## YOUR GOAL:
From the material below, return every line that includes "target".

## RECORDS SUPPLIED:
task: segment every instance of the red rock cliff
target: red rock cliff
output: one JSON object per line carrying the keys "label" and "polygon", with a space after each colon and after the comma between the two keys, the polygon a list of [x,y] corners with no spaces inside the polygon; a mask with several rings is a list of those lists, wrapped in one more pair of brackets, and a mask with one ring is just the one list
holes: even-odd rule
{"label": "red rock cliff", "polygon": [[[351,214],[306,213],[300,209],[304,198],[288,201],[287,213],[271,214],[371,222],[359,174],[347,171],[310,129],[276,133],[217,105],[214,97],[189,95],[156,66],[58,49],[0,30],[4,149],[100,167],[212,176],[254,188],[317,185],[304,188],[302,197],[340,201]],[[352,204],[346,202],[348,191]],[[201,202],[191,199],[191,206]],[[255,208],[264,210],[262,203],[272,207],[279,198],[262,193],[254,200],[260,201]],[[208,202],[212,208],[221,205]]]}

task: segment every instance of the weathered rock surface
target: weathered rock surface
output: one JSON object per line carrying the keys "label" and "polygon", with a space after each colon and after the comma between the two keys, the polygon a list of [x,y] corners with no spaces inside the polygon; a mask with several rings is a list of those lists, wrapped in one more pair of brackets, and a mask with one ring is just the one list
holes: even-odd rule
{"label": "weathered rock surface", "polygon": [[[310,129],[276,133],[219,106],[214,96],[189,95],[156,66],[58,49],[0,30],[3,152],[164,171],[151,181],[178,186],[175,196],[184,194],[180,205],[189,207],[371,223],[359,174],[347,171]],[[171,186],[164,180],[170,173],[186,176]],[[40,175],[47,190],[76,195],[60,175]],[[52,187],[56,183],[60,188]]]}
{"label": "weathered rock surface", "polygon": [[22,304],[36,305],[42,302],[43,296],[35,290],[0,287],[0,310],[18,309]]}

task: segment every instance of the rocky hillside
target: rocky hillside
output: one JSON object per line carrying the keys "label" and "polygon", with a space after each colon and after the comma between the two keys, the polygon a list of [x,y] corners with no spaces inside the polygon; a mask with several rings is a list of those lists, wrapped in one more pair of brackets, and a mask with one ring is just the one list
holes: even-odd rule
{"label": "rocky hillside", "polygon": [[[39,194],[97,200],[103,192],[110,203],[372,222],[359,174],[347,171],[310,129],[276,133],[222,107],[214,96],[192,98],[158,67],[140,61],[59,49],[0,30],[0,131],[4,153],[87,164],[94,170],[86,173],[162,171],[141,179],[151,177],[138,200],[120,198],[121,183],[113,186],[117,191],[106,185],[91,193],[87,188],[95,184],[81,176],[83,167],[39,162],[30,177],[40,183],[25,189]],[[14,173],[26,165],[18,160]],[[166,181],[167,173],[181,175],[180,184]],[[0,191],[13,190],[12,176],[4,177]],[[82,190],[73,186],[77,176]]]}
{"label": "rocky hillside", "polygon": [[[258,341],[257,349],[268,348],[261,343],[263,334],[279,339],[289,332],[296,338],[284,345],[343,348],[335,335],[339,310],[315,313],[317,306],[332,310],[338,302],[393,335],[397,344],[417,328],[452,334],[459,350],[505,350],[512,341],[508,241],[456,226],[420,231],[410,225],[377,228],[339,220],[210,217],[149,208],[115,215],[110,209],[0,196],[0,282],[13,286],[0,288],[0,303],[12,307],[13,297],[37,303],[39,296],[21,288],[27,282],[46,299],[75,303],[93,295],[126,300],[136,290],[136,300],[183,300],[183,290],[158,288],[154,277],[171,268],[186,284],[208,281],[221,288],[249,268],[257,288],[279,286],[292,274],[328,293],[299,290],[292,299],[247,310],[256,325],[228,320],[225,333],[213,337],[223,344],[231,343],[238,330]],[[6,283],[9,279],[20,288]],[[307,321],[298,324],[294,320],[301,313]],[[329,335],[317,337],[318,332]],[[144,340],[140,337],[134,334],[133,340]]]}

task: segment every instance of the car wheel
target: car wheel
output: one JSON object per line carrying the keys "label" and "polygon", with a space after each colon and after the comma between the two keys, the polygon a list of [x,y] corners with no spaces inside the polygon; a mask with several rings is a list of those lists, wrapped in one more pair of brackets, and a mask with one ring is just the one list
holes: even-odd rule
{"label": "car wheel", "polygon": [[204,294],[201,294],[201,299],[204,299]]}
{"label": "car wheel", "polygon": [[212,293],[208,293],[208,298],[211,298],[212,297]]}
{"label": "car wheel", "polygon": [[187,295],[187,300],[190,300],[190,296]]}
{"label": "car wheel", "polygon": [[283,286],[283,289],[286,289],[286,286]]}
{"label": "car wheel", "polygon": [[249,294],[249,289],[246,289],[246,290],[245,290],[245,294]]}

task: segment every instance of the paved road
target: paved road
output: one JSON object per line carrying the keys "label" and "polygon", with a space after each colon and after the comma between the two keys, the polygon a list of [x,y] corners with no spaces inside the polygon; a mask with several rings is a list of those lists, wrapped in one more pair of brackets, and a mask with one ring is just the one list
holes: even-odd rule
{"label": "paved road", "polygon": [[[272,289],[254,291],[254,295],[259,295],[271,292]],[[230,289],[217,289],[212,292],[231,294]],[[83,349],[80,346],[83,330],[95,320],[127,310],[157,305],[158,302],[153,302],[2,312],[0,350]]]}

---

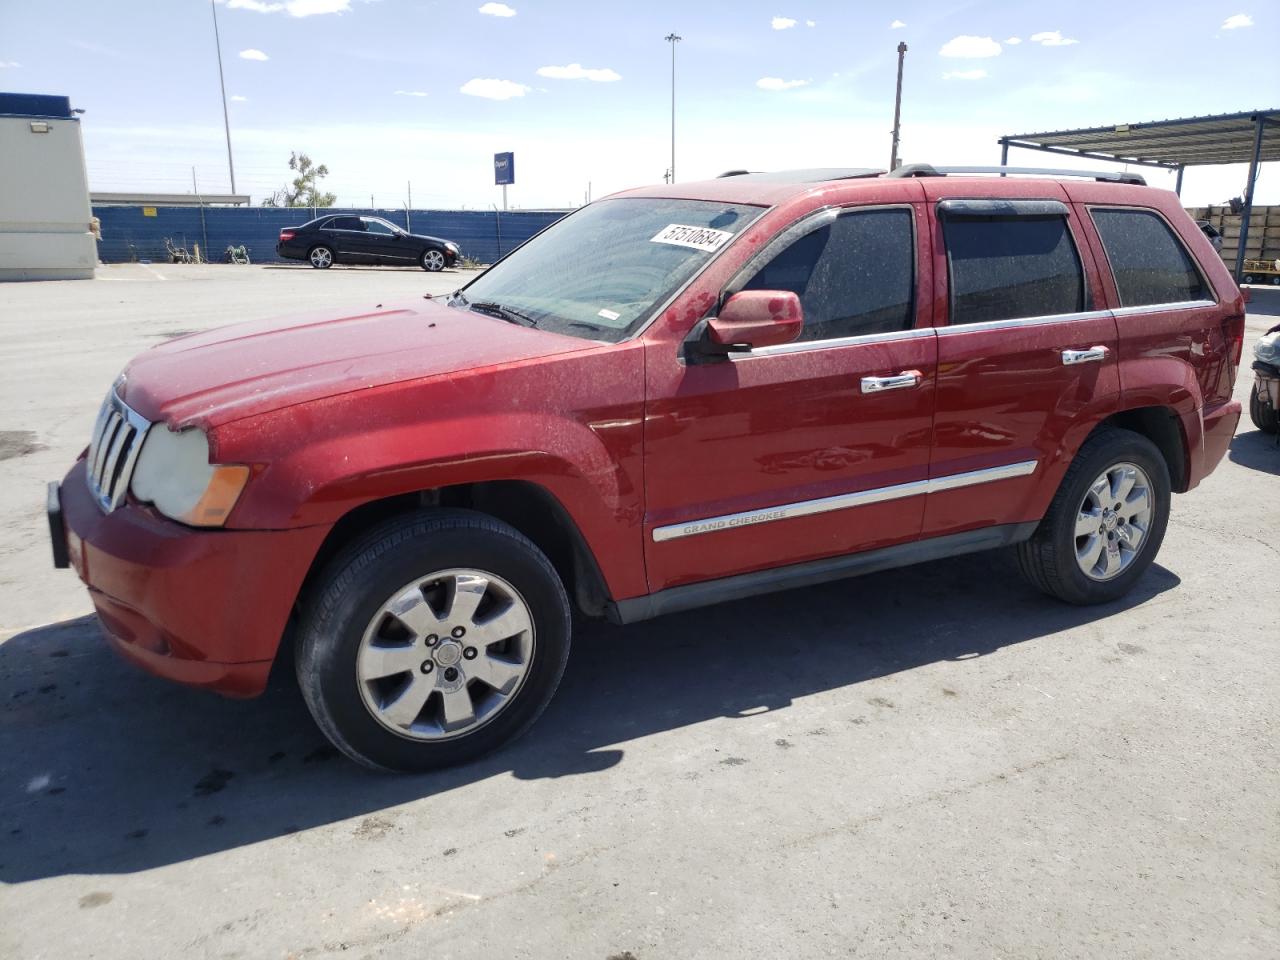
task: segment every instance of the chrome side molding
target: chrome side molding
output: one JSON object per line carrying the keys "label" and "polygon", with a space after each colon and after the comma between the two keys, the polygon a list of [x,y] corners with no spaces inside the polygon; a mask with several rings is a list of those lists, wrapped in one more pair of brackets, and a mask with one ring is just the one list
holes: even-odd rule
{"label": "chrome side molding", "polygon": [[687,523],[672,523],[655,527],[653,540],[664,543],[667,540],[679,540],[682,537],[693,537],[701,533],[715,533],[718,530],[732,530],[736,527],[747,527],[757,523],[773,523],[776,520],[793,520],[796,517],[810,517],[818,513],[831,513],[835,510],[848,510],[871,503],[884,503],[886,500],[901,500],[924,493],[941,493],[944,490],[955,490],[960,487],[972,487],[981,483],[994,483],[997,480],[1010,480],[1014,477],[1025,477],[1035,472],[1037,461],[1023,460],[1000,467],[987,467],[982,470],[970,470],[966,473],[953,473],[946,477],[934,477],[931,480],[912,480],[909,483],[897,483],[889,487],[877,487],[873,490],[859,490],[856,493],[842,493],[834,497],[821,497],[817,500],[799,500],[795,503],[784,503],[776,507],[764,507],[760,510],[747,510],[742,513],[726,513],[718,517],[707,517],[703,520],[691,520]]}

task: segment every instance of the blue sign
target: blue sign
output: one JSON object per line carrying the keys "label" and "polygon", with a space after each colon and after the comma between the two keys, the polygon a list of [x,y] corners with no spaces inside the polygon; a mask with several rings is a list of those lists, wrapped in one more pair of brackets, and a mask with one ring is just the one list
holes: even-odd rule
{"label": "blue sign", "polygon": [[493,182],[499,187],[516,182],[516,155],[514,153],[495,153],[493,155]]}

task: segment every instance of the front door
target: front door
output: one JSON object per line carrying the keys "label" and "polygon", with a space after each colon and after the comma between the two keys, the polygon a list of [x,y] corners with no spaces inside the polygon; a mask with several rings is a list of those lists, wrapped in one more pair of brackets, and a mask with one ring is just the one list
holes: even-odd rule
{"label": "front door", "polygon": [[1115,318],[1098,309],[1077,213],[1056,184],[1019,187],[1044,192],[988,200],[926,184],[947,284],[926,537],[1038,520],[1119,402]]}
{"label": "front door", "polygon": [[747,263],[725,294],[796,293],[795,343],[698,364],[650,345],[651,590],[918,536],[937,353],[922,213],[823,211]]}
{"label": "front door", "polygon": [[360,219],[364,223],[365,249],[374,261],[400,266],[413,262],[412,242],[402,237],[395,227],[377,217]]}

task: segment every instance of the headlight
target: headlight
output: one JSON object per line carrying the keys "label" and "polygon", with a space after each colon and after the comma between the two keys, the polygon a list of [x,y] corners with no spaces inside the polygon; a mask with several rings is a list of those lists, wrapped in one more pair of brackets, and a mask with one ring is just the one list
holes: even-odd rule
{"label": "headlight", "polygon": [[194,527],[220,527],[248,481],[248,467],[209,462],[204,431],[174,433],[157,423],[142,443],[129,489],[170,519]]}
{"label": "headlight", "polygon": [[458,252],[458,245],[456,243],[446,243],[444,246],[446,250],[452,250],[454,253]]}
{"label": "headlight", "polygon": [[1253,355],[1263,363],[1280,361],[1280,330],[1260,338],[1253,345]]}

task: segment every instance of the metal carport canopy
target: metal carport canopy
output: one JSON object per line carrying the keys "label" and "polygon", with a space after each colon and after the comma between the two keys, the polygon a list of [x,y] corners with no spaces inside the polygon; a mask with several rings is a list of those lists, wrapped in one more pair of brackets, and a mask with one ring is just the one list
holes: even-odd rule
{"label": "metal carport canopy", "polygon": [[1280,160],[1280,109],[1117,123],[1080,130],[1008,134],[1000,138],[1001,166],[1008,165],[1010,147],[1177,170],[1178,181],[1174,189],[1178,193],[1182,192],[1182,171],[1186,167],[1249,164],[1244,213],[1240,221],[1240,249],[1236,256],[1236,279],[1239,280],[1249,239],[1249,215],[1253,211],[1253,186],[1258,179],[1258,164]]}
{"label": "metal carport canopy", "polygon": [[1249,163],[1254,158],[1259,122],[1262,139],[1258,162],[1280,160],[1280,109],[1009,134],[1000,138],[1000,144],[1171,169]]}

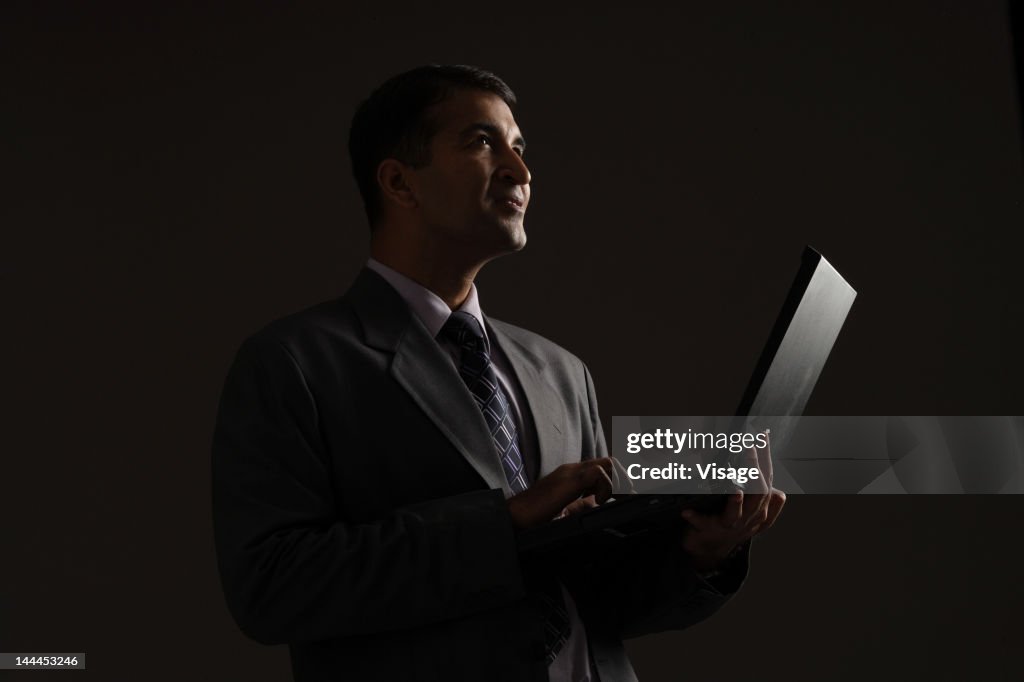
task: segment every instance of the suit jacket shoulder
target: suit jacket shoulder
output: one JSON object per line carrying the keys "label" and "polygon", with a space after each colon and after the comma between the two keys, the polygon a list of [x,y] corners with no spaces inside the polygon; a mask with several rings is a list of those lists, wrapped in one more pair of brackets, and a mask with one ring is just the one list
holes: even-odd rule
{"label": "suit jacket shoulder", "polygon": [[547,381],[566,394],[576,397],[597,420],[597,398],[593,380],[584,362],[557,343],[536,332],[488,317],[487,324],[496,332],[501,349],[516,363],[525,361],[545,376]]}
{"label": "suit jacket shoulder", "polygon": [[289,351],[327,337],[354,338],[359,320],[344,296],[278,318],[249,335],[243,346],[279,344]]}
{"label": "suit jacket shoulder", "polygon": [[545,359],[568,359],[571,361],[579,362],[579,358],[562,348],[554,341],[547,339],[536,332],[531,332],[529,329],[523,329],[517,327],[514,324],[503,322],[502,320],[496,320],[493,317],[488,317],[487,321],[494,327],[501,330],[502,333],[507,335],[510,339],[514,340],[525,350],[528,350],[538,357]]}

## ANSWER FOR THIS EXERCISE:
target: red rock cliff
target: weathered rock surface
target: rocky hillside
target: car wheel
target: paved road
target: chrome side molding
target: blue sign
target: front door
target: headlight
target: metal carport canopy
target: suit jacket shoulder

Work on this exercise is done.